Netflix balances traffic across multiple Amazon cloud regions to prevent outages

Netflix has had problems with outages in the past that left users unable to watch content on its streaming service. In the past, Netflix only used a single Amazon Web Services (AWS) cloud region and a failure in that region left users unable to connect. The last major outage happened on Christmas Eve of last year.

Netflix is hoping to prevent this sort of outage from happening again and is now balancing its traffic across multiple AWS regions. The key here is to provide increased availability in the event that one of the cloud regions goes down. Rather than taking all the streaming traffic with it in an outage, only an affected area would be without streaming capability.

Previously Netflix hoped to prevent any similar outages by designating its streaming service to failover from one AWS region to another if one region went down. However, Netflix has now changed and is using multiple AWS regions for its streaming at all times. Netflix engineers announced this week that the company is streaming data across the AWS US East-1 and US West-2 regions and balancing user traffic across those two.

If one of those regions happens to go down, Netflix can route all the traffic through the other. The move to using multiple AWS regions all the time did require some work on Netflix's end. It had to ditch the Asgard cloud management tool because it could only work with single regions. Netflix built a new tool called Mimir to work with the multiple AWS regions and replace Asgard. It also replaced its Simian Army tools with a new set called Chaos Kong for testing cross-region fail over scenarios.

SOURCE: Gigaom

→ Exercise set
**a.** Answer these from the Netflix article, one per line, marked (i), (ii) and (iii):
(i) When did the last major outage happen?
(ii) Which two AWS regions does Netflix now balance user traffic across?
(iii) What new tool did Netflix build to replace Asgard?
**b.** Please quote the Netflix article word for word from "Netflix has had" to "without streaming capability.".

→ Dataset entries
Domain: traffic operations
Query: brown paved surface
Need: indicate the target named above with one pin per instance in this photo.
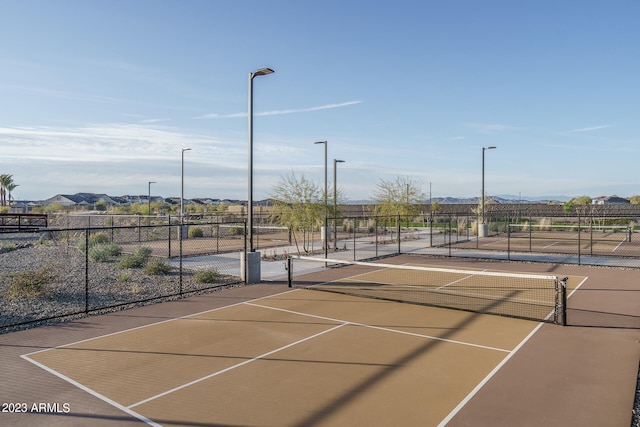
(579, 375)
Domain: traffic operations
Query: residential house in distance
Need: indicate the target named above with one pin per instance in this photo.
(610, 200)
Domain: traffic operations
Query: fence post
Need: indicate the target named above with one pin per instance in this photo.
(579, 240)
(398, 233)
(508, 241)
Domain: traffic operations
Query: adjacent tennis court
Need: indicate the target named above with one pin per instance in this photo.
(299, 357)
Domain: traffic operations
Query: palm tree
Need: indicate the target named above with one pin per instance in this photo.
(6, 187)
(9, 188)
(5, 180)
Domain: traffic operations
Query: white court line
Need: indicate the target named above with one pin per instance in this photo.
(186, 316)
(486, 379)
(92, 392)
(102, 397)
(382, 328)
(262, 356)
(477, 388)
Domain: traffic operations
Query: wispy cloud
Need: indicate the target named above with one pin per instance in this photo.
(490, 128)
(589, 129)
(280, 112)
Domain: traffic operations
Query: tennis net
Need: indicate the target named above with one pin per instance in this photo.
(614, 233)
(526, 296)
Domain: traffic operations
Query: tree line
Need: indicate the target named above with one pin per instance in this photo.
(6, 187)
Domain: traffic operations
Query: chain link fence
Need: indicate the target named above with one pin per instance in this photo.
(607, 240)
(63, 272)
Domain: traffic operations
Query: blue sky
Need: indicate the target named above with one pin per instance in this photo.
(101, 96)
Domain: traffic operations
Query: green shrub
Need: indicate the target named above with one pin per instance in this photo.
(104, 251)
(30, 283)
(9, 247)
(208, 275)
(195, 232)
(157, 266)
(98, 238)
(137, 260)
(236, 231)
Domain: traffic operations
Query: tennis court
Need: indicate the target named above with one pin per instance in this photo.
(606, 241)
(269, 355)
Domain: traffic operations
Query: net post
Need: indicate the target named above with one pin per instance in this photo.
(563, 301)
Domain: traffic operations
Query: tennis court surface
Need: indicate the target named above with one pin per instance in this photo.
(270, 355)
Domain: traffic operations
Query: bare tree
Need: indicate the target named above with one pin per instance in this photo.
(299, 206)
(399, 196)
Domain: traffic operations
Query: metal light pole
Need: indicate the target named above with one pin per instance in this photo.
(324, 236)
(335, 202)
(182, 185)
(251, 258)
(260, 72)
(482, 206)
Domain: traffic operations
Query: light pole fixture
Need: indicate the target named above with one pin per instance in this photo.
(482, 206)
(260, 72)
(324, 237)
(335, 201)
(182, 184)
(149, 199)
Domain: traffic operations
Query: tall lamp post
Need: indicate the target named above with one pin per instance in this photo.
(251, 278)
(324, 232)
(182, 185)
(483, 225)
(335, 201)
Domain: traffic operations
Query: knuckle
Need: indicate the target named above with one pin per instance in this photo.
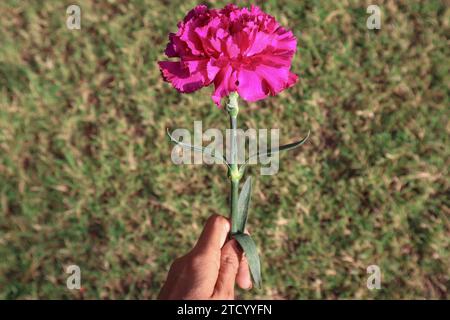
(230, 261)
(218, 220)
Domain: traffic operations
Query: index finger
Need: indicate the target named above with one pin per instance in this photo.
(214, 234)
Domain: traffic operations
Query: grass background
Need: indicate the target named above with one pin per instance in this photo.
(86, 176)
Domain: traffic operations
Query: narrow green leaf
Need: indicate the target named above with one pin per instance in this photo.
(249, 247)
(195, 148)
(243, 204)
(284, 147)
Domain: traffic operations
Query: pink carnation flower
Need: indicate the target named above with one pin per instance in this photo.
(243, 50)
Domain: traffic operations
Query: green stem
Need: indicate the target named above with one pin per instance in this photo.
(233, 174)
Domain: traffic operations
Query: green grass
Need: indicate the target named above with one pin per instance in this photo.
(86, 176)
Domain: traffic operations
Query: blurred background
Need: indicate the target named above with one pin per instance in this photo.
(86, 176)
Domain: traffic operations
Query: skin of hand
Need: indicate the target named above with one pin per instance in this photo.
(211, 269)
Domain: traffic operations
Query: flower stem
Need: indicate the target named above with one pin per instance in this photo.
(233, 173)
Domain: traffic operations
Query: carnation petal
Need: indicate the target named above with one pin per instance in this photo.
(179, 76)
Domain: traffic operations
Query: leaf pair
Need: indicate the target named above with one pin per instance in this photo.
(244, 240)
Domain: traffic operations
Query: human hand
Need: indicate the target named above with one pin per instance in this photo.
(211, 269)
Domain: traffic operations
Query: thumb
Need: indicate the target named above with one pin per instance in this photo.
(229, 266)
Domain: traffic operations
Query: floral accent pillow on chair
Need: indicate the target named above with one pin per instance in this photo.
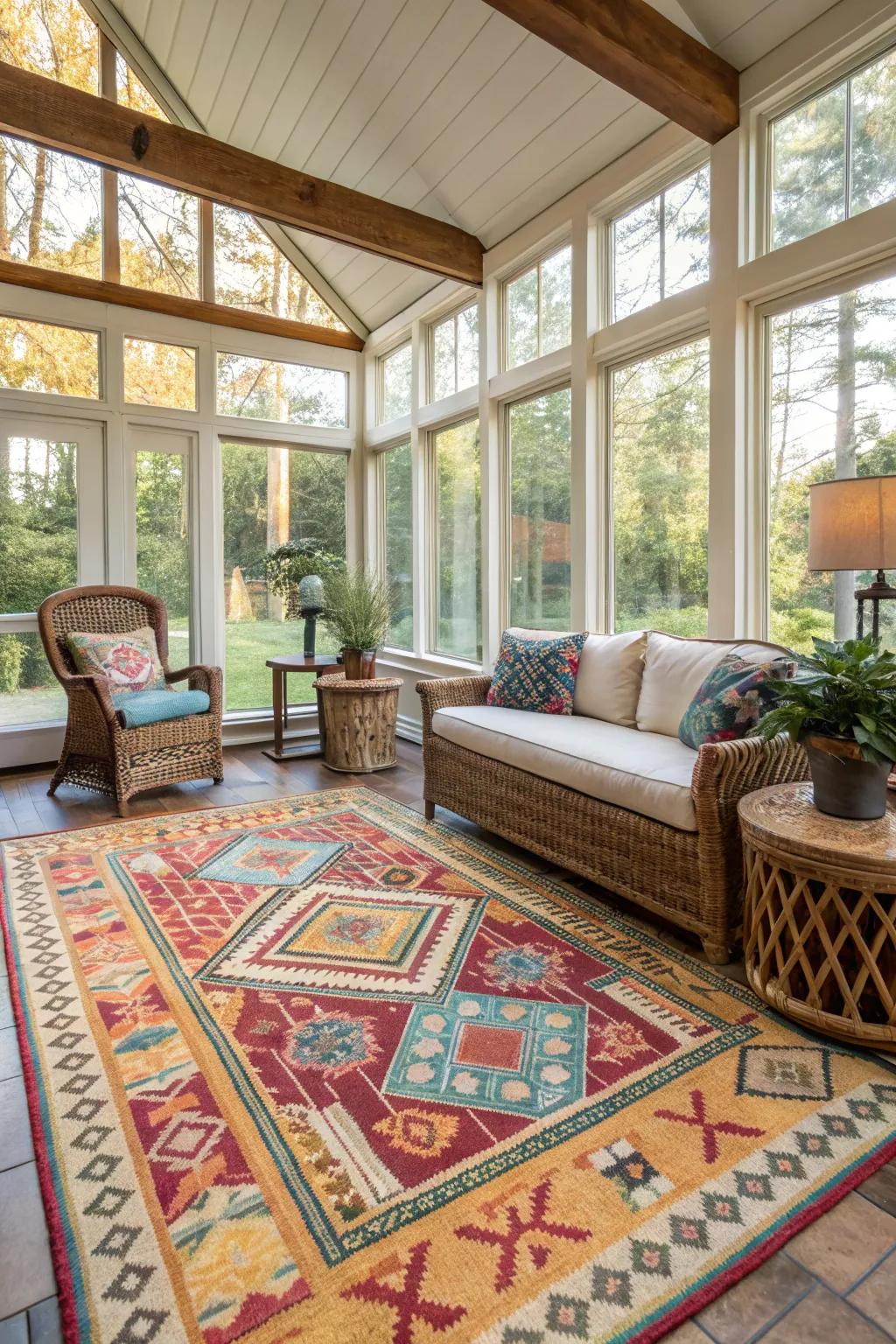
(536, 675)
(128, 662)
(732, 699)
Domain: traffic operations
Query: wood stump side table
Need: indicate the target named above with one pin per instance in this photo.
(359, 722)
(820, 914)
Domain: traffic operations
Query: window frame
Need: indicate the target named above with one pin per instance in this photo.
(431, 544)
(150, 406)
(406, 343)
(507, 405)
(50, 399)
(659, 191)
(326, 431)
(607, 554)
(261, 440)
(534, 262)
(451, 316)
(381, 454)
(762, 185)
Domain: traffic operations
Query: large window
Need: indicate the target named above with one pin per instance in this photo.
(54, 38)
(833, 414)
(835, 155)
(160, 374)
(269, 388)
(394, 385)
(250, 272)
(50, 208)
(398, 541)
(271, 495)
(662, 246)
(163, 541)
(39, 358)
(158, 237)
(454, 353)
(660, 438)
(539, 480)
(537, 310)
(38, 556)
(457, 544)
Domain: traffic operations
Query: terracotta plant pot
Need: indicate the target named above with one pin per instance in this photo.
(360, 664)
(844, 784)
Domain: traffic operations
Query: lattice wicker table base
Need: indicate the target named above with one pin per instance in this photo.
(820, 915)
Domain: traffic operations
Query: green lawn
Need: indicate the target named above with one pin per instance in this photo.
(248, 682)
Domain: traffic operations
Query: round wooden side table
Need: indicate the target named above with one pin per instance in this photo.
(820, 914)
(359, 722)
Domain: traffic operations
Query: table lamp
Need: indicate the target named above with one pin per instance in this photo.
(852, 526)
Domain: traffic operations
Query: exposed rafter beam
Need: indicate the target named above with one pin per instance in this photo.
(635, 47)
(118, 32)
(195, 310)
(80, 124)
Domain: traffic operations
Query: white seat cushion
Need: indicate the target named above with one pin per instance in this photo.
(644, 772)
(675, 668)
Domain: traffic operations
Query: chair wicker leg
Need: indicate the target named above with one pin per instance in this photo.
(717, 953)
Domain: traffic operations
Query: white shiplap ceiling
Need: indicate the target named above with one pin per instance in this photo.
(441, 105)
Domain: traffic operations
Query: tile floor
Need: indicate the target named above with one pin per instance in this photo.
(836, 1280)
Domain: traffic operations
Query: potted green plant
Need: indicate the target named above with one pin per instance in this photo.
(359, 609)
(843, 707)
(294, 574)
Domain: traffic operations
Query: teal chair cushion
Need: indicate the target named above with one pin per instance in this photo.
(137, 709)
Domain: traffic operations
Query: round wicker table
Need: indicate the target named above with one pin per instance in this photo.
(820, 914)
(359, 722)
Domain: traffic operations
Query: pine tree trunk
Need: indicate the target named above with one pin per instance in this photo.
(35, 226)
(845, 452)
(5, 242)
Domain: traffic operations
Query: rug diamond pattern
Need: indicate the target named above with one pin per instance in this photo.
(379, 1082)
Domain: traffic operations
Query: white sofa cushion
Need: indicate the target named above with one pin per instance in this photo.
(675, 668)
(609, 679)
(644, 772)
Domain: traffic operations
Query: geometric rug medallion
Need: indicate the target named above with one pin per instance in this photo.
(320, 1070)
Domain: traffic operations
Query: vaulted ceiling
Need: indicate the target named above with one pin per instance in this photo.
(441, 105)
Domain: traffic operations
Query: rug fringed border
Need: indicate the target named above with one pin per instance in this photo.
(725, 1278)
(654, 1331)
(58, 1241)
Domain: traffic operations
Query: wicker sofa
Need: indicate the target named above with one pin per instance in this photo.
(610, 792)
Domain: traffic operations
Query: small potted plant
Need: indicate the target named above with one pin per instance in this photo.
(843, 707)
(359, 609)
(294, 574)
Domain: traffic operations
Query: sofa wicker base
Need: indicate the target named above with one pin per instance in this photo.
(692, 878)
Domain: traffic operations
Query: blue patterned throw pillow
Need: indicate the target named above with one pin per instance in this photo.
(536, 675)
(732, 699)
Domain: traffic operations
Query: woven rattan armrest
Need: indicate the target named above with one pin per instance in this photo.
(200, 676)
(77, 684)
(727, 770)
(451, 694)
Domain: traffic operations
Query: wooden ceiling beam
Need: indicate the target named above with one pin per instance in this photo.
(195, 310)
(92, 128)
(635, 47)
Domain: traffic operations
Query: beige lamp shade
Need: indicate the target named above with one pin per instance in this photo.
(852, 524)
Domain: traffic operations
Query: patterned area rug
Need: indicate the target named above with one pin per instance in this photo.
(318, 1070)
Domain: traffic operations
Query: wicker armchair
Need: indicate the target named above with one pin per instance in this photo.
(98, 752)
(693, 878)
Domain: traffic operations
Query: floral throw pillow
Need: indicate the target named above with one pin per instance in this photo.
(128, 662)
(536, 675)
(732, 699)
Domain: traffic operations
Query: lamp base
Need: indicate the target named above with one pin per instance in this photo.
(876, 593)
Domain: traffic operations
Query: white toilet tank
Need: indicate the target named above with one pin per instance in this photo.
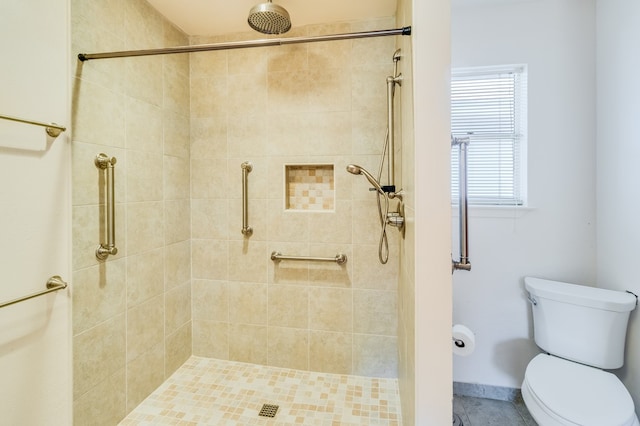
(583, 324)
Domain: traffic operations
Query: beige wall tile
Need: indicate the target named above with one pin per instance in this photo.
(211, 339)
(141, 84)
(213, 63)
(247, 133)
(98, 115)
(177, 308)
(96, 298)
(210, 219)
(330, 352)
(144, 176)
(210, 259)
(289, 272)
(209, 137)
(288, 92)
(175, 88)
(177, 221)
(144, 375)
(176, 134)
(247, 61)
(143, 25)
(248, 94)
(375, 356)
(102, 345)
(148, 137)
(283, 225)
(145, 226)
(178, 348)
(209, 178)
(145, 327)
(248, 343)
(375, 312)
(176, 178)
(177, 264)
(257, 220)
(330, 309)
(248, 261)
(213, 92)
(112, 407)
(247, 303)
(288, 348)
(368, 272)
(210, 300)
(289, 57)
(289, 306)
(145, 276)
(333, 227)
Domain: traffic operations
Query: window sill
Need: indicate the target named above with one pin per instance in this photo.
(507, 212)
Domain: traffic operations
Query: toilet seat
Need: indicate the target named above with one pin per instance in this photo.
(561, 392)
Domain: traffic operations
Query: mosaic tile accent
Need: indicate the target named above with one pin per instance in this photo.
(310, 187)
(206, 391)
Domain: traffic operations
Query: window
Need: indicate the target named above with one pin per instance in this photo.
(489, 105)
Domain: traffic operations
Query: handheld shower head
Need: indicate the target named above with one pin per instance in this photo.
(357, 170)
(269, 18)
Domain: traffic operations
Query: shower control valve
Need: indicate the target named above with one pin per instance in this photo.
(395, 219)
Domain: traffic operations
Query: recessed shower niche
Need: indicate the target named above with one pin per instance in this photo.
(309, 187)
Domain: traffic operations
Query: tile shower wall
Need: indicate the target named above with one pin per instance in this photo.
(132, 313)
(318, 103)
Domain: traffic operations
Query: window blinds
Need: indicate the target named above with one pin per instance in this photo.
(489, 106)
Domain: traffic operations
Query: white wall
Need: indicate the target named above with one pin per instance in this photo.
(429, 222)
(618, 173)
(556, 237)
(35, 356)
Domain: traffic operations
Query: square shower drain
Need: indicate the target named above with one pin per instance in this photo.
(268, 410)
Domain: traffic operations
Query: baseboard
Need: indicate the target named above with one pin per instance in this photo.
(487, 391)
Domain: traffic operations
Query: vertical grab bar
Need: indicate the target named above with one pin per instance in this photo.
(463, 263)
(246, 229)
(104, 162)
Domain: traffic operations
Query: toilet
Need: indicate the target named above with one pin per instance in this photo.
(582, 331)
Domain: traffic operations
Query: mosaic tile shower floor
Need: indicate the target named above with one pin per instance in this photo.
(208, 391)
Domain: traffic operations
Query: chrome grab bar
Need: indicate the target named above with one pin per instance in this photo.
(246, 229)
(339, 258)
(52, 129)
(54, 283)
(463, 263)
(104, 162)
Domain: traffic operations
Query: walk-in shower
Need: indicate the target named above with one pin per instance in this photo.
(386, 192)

→ Answers to the problems
**a.**
(i) On Christmas Eve of last year.
(ii) US East-1 and US West-2.
(iii) Mimir.

**b.**
Netflix has had problems with outages in the past that left users unable to watch content on its streaming service. In the past, Netflix only used a single Amazon Web Services (AWS) cloud region and a failure in that region left users unable to connect. The last major outage happened on Christmas Eve of last year.

Netflix is hoping to prevent this sort of outage from happening again and is now balancing its traffic across multiple AWS regions. The key here is to provide increased availability in the event that one of the cloud regions goes down. Rather than taking all the streaming traffic with it in an outage, only an affected area would be without streaming capability.